Work to be completed —
Nothing should be left out: output all of the entries exactly.

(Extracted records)
◇ ◇ ◇ ◇ ◇ ◇ ◇

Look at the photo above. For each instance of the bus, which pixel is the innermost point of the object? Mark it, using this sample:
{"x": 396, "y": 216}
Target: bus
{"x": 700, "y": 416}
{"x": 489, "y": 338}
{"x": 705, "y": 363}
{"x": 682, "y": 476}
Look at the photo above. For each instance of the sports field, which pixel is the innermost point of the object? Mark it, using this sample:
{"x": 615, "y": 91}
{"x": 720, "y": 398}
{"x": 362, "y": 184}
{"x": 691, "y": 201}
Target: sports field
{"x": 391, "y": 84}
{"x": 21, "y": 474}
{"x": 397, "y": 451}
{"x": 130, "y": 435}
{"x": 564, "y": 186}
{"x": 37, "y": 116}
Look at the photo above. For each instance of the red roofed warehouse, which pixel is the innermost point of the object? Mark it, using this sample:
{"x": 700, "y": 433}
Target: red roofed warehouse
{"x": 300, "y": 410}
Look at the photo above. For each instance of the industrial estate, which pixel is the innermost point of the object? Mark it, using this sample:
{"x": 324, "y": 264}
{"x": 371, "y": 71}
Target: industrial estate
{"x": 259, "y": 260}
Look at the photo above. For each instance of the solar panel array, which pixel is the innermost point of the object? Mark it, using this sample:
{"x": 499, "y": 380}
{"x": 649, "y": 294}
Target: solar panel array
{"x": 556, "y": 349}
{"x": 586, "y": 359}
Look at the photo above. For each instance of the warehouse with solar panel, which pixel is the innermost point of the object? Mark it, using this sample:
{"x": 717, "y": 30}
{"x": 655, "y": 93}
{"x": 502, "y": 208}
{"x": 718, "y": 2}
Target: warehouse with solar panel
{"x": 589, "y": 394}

◇ ◇ ◇ ◇ ◇ ◇ ◇

Solution for this exercise —
Look at the photo above. For each instance of the bus, which pixel is the innermost point of the object? Mark it, using this sample:
{"x": 396, "y": 216}
Target: bus
{"x": 700, "y": 416}
{"x": 489, "y": 338}
{"x": 705, "y": 363}
{"x": 682, "y": 476}
Look at the photo above. For each instance of the sports field, which pixel is the innermost point of the object? Mark it, using this sample:
{"x": 615, "y": 91}
{"x": 720, "y": 398}
{"x": 362, "y": 184}
{"x": 691, "y": 201}
Target: sports field
{"x": 391, "y": 84}
{"x": 21, "y": 474}
{"x": 397, "y": 451}
{"x": 130, "y": 435}
{"x": 564, "y": 186}
{"x": 37, "y": 116}
Look at the photo above. For each instance of the red roofed warehouse, which pixel is the innermost point of the object? Mark it, using this sample:
{"x": 700, "y": 433}
Target: red roofed warehouse
{"x": 300, "y": 410}
Look at the photo above. For each instance of the industrial estate, which pixel is the innermost point of the object? Mark it, using this sample:
{"x": 324, "y": 264}
{"x": 371, "y": 71}
Target: industrial estate
{"x": 259, "y": 260}
Look at the photo above. For each instance of the solar panel array, which pixel is the innermost point of the object? Mark it, using this sample:
{"x": 499, "y": 380}
{"x": 649, "y": 294}
Target: solar panel array
{"x": 556, "y": 349}
{"x": 586, "y": 359}
Look at the photo above. For each instance of the warehouse with solar panel, which pixel is the innermost point of the object? Mark it, using this sample:
{"x": 717, "y": 30}
{"x": 655, "y": 93}
{"x": 502, "y": 208}
{"x": 718, "y": 2}
Target: warehouse with solar panel
{"x": 589, "y": 394}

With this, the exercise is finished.